- What the exercise asks: Write the line that includes "Exercise. Point out the player's right" and all subsequent lines, exactly as written, and nothing more.

- Data shown:
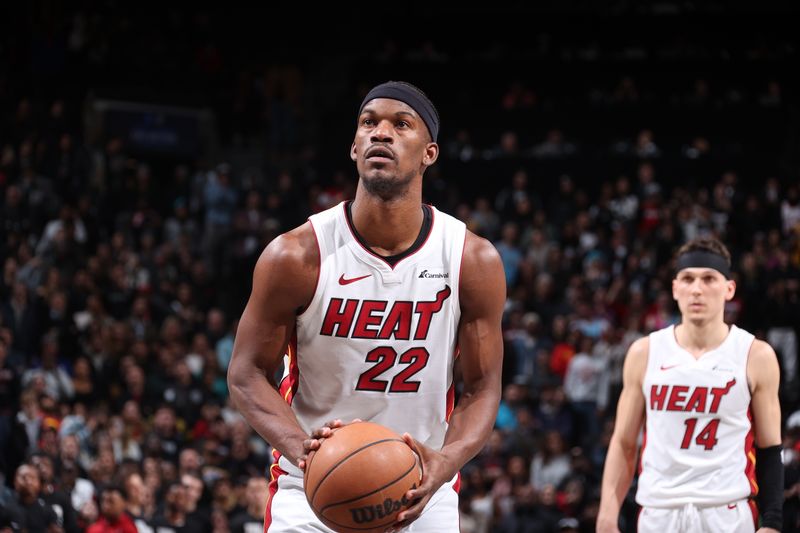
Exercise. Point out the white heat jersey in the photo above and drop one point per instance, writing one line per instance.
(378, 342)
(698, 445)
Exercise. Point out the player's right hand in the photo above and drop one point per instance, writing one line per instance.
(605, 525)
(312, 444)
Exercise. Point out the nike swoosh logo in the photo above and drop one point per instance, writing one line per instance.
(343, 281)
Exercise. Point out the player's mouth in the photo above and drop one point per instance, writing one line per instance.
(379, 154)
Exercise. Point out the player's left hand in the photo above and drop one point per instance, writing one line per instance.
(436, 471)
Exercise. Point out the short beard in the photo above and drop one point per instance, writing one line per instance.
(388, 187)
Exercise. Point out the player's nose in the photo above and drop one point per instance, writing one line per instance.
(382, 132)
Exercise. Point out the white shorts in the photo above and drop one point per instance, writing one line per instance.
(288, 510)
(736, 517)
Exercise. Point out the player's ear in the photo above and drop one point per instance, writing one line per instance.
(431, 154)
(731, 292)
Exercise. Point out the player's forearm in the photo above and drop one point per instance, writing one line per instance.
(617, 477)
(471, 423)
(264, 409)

- Exercise answer:
Exercise. Point out the player's right hand in the photo above and drop one point per instance, writing one line per instance.
(605, 525)
(312, 444)
Exercise. Point out the nike swoosh logo in the photo above and drop one point per instance, writing one line per instance.
(343, 281)
Exercise. Point out the player's mouth in the photo above and drop one point per instance, writing one line per instance.
(379, 154)
Exercise. Point out the player's left hand in the photo above and drop one point per instance, writing one line per instance.
(436, 471)
Exercise. Point out the short beard in the photo above and drop one point per instance, writing one line per instance.
(388, 187)
Exercise. Point out the player's nose in the photo above and drop one point per instance, writing one line per instance.
(382, 132)
Exercise. Point out the white shorts in the photo above and drop one point per instance, writing one line per instance.
(288, 510)
(736, 517)
Exercise. Point out the player's ear in the photo above and drop one point per instance, writing one line per instance.
(431, 154)
(731, 292)
Exercise. Point out the player's forearm in the photo above and drop one point per instance, writing one line per instance.
(617, 477)
(471, 423)
(264, 409)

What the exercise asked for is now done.